■ Task set:
a. In the text on drunk-driving stops, quote the passage from "If the officer" to "you at trial.".
b. In the text on drunk-driving stops, condense the paragraph that begins "If the officer asks you to exit the vehicle" into a short bulleted list that keeps its main facts.
c. Write what comes next in the text on drunk-driving stops, picking up after its final sentence.

■ Excerpted text:
_ _ _ _ _

Interfering with or obstructing an officer is a crime and you can be arrested for it. You must present the officer with your driver’s license and identification upon request. Upon being stopped under suspicion of drunk driving, the officer will try to stick his head near your face and attempt to have a conversation with you. He is seeking to ascertain if you have an odor of alcohol about your breath or person. The officer is also seeking to determine if your speech is slurred. By getting a good look at your face, the officer can determine if your eyes are blood-shot or glassy. Not surprisingly, finding an odor of alcoholic beverage, slurred speech and glassy eyes will prompt the officer to ask you to step outside the vehicle to take some field sobriety tests. You have every right to refuse the standardized field sobriety tests! These tests are being conducted so as to be used against you in court. Common field sobriety tests include the HGN, a test of your eyes, the Walk and Turn test and the One Leg Stand test.
If the officer asks you to exit the vehicle you have a choice. If you do not wish to exit, you are forcing the officers hand. He or she may arrest you and take you to the station. If you do exit, the officer may ask you to take the field sobriety tests sited above. If you do not take the tests then law enforcement has less evidence against you. If you feel you are impaired a trip to the station will be less intrusive than a conviction. Refusing to cooperate with the field sobriety tests will not result in an automatic license suspension, but refusing to take a blood, breath, or urine test at the station most certainly will. By knowing that you have a right to refuse field sobriety tests, you may be able to limit the evidence against you at trial.

_ _ _ _ _

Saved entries

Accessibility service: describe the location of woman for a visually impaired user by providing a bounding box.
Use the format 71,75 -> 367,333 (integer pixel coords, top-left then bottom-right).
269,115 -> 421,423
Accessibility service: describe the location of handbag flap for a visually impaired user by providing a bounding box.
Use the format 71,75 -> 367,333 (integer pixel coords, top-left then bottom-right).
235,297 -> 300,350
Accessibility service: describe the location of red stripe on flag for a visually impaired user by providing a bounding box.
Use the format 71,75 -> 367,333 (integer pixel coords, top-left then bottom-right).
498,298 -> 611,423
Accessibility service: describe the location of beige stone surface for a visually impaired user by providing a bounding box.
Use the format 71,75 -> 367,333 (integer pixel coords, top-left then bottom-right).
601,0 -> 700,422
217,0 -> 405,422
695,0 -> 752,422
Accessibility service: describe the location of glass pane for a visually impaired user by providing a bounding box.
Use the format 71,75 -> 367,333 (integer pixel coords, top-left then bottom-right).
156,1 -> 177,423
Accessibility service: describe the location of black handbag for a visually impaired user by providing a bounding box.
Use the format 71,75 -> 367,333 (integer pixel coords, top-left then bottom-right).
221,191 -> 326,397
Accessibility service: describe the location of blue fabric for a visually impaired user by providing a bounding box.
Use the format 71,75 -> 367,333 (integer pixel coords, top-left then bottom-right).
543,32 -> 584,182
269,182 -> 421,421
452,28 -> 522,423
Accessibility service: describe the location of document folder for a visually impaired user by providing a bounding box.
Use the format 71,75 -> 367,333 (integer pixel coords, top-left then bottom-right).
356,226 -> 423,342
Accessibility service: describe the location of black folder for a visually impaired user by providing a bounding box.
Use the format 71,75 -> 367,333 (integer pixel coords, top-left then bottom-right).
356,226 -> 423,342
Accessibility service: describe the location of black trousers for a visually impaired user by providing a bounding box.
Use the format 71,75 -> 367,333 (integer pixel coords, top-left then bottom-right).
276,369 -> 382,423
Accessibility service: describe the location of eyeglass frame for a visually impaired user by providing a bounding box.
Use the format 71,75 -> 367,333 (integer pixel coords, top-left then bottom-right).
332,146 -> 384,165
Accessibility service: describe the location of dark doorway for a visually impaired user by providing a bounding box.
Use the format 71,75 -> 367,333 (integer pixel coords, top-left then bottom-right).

_ _ _ _ _

■ Results by task:
a.
If the officer asks you to exit the vehicle you have a choice. If you do not wish to exit, you are forcing the officers hand. He or she may arrest you and take you to the station. If you do exit, the officer may ask you to take the field sobriety tests sited above. If you do not take the tests then law enforcement has less evidence against you. If you feel you are impaired a trip to the station will be less intrusive than a conviction. Refusing to cooperate with the field sobriety tests will not result in an automatic license suspension, but refusing to take a blood, breath, or urine test at the station most certainly will. By knowing that you have a right to refuse field sobriety tests, you may be able to limit the evidence against you at trial.

b.
- When an officer asks you to exit the vehicle, you have a choice.
- If you refuse to exit, the officer may arrest you and take you to the station.
- If you exit, the officer may ask you to take field sobriety tests.
- Declining those tests leaves law enforcement with less evidence against you.
- If you feel impaired, a trip to the station is less intrusive than a conviction.
- Refusing field sobriety tests does not automatically suspend your license, but refusing a blood, breath or urine test at the station will.
- Knowing you can refuse field sobriety tests may help limit the evidence against you at trial.

c.
Once outside the vehicle, an officer has the right to pat you down for his own safety. Do not resist this search but make it clear to the officer that you are not consenting to any further search. It is not a crime to refuse to answer questions, but doing so will arouse police suspicion. Remember, if an officer is questioning you he or she is seeking evidence to use against you. Do not make any incriminating statements. A common tactic used by some experienced officers is the “it’s all over now, I’ve arrested you, let’s be honest” approach. They are seeking to solicit information to bolster the arrest and use against you in court. If you feel you are being treated unreasonably, or that your rights are being violated, the scene is not the proper place to argue the point. You can discuss the officer’s behavior with an attorney or file a complaint with the Internal Affairs Department later. A common technique that an officer will use will be to ask you “how many beers have you had?” The best answer is simply to refuse to answer the question and ask the officer if there is anything else that you can help him/her with. Again, by knowing your rights you will gain a measure of control over this intimidating situation.